2.1. <a name='Otherconstructs'></a>Other constructs

In addition to the above features supporting knowledge representation, there are a few more:

mainGoal(PredicateTemplate, Description).

Each such fact identifies a predicate to be exposed via the (REST) API; however at this point the REST API provides access to any predicate in a knowledge page, so this should be seen as more of a documentation feature.

example(Title,StatesAndAssertions).

This represents a test case, an example of the application of the knowledge rules in the module, providing it with "instance" data specific to some taxpayer, asset, etc. Regulatory (guidance) text sometimes provides them, to lighten their explanations. StatesAndAssertionsis an ordered list of scenario(Facts, Postcondition). Facts is a list of predicate facts (Fact or Fact on Time), with some variants:

  • a prefix - denotes deletion; the rest of the term must be a fact (nbot a rule).
  • a prefix ++ denotes extension: the fact or rule is added to existing facts and rules (instead of redefining them if no prefix is used); if a single + is used for a predicate, all other example facts and rules for that predicate are also additions (not redefinitions)
  • Head if Body adds a clause; if Body is false, the rule effectively asserts not(Head) as per Negation As Failure
  • Other terms are regarded as facts
  • Head at KP adds the fact (or rule) to the module KP

To try an example, for each all facts in the StatesAndAssertions sequence are added/deleted, in sequence, and the PostCondition (assertion) is evaluated at the end.

These example facts are also test cases: all assertions must be true.

User functions can be defined locally in a module with the `function/2` meta predicate:

function(project(), Result) if theProject(Result).

This is meant mostly as a convenience/readability feature, e.g. being able to write `is_exempt( project() )` instead of `theProject(Project) and is_exempt(Project)`.

● **Stated task**:
Resume the passage on knowledge-module constructs right after its final sentence, keeping its technical register. The data that follows is not needed for this exercise.

● **Data excerpts**:
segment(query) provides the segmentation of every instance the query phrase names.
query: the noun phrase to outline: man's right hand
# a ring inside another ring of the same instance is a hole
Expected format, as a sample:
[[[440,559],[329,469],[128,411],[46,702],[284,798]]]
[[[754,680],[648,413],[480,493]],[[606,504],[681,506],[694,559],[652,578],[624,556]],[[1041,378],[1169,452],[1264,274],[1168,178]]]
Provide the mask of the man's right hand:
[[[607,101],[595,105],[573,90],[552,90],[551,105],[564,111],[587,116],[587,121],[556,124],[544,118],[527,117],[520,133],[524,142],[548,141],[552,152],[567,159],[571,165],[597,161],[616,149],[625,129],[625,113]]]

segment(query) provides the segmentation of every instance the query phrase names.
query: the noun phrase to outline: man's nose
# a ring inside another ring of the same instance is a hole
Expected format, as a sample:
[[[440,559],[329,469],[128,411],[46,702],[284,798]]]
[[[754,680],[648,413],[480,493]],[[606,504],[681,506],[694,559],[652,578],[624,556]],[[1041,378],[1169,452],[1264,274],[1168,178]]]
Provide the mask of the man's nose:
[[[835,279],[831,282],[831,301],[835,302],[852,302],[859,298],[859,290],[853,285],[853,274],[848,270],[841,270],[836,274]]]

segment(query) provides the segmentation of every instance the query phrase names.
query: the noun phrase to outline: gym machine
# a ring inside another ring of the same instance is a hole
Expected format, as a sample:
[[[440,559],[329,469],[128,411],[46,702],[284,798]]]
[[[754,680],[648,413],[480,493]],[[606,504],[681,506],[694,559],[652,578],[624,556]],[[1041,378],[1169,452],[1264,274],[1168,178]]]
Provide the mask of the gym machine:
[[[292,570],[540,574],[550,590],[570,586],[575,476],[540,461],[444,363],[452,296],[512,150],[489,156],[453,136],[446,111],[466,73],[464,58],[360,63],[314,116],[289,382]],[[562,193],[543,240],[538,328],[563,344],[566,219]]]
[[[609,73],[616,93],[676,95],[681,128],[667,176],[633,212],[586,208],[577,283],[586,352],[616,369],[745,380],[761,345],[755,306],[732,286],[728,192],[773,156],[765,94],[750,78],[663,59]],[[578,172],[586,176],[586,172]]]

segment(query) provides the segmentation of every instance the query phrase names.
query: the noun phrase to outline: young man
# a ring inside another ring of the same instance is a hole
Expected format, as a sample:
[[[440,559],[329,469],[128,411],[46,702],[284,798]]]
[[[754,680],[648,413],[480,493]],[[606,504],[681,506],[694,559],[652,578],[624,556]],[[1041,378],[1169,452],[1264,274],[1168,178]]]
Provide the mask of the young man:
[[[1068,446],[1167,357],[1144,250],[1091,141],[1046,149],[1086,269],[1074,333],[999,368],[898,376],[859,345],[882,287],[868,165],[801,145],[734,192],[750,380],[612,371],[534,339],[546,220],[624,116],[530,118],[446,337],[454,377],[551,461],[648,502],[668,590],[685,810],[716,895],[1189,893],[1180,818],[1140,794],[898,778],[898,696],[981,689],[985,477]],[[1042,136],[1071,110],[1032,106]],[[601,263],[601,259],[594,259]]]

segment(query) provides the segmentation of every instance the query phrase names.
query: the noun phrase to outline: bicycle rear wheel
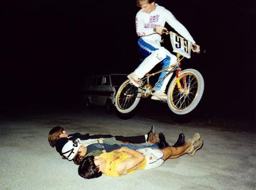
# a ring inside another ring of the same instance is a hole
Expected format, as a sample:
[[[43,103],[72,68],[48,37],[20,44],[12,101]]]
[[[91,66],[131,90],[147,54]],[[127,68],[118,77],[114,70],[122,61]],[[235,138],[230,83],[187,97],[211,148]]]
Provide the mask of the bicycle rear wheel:
[[[138,104],[141,96],[141,89],[125,81],[119,88],[116,95],[117,110],[122,114],[132,112]]]
[[[185,69],[179,74],[181,88],[179,90],[177,78],[172,81],[167,94],[169,108],[180,115],[192,111],[199,103],[204,88],[202,75],[193,69]]]

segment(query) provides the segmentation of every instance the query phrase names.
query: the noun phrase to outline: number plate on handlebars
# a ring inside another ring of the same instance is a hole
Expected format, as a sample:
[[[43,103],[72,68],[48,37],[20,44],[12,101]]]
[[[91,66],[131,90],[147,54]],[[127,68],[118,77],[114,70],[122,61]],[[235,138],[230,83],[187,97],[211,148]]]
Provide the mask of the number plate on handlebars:
[[[190,58],[192,42],[181,37],[174,32],[170,32],[169,34],[173,52],[178,53],[187,58]]]

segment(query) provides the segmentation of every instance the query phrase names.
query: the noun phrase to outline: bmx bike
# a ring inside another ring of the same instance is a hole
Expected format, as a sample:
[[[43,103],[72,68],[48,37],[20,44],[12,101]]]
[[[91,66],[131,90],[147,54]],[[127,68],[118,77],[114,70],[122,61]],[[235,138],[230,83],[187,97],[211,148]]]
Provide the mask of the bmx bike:
[[[199,103],[204,88],[204,79],[197,70],[188,68],[182,70],[181,61],[184,58],[190,58],[192,43],[172,32],[165,32],[170,35],[170,39],[173,52],[177,53],[177,62],[154,73],[147,74],[139,81],[140,87],[137,87],[126,80],[120,86],[115,98],[117,110],[124,116],[130,114],[135,110],[141,98],[152,95],[154,88],[162,82],[172,73],[175,73],[169,86],[167,99],[161,99],[160,101],[166,103],[170,109],[175,114],[185,114],[192,111]],[[167,71],[160,81],[152,87],[150,84],[151,76]]]

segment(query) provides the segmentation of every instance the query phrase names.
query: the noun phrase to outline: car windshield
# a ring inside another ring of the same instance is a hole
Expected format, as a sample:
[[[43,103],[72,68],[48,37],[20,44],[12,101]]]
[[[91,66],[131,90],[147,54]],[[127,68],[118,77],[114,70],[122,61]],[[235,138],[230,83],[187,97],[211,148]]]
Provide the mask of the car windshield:
[[[111,75],[110,76],[112,85],[113,86],[119,86],[128,79],[127,75]]]

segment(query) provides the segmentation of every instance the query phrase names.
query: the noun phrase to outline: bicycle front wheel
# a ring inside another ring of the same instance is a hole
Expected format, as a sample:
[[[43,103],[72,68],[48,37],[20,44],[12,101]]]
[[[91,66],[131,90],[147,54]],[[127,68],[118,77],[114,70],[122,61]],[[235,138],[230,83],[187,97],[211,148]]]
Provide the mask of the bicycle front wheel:
[[[178,86],[177,80],[180,86]],[[198,71],[184,70],[179,74],[178,79],[175,77],[172,80],[169,86],[167,95],[169,108],[180,115],[190,112],[199,103],[204,88],[204,79]]]
[[[119,88],[116,95],[117,110],[122,114],[132,112],[138,104],[141,96],[141,89],[125,81]]]

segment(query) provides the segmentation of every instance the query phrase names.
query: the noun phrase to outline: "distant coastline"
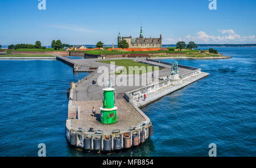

● **Final result**:
Unknown predicate literals are in fact the "juice" for questions to a human, which can be rendered with more detail if available, via the following optional annotation facts:

question(Literal,QuestionTerm)		a yes/no question
question(Literal, QuestionTerm, Answer)	elicit some answer content from the user; the Answer and Literal terms need to share some variable

QuestionTerm can be a string, or a `FormatString-ArgumentsList` term, to allow for binding the question string with values, using the format/2 syntax.

2.2. <a name='Interfacingtoexternalsystems'></a>Interfacing to external systems

Access to data in external DBs or other services is done via (unrestricted, possibly with cuts and all) Prolog code. To have a predicate called directly (instead of it being interpreted like the rest by the Taxlog interpreter), it needs to be declared with a single `Predicate on Time because Explanation` clause "stub", allowing the external code both to consider time and to contribute its own bit of explanations; for example:

is_sme(E) if is_small_business(E).

is_small_business(E) on T because SomeExplanation :-
        call_my_DB(E,T,SomeExplanation).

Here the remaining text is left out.